DATA EXCERPTS:
%%

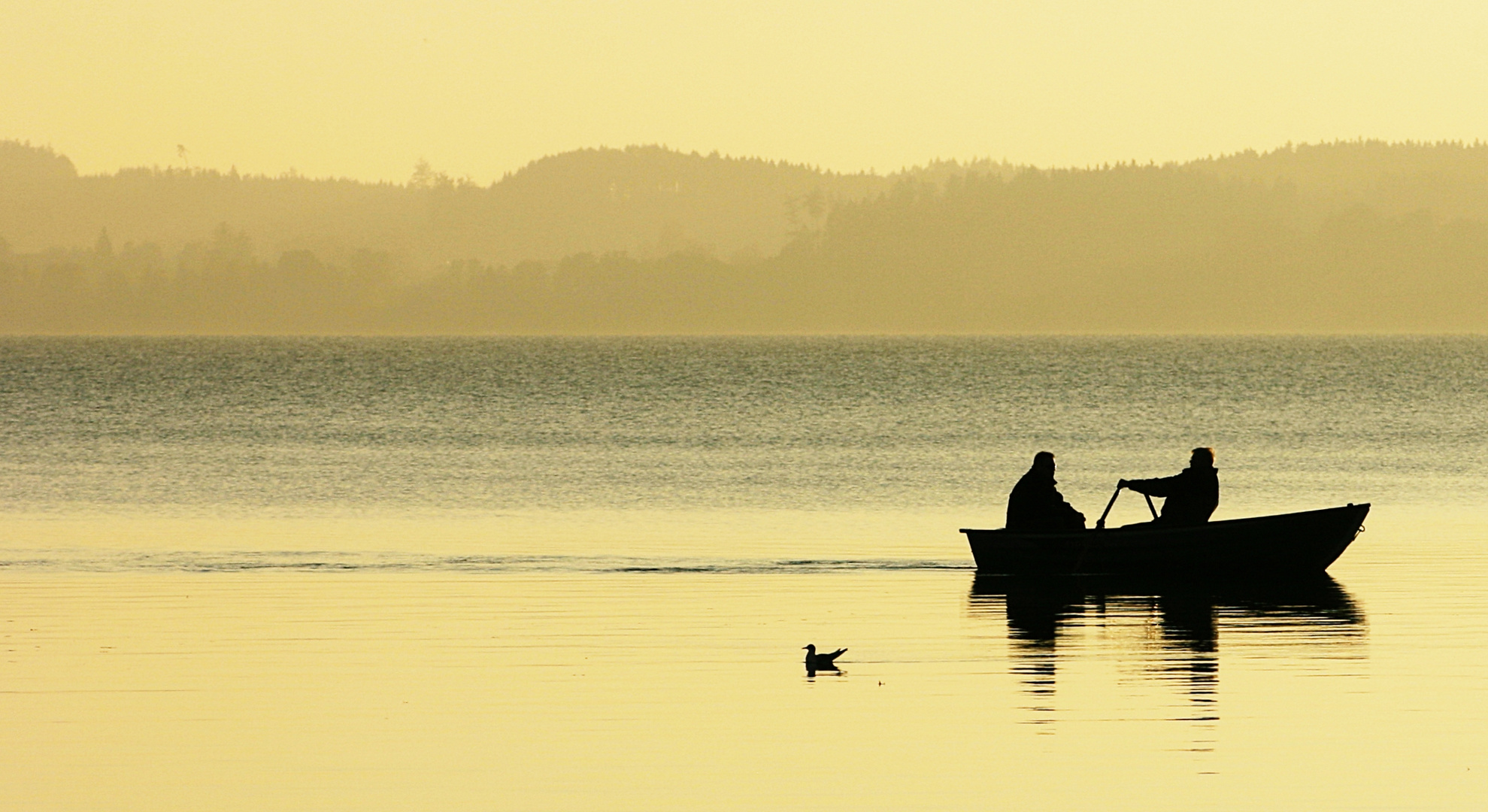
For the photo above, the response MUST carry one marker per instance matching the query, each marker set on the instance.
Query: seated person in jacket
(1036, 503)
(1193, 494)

%%
%%

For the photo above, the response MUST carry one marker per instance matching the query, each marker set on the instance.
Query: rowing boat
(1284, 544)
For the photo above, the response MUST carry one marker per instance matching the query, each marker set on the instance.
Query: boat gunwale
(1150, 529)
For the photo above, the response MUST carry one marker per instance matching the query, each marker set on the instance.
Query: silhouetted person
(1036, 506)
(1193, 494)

%%
%%

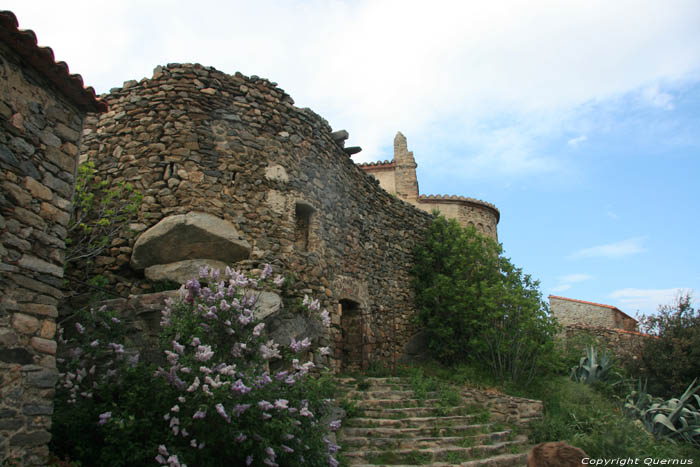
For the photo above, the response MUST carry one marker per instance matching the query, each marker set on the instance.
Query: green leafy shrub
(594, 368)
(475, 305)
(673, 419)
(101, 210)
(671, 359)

%%

WHAT YOU SHOULD DO: How many lines in the data above contain the string "person"? Reply with the number alone.

RESPONSE TO THE TASK: 2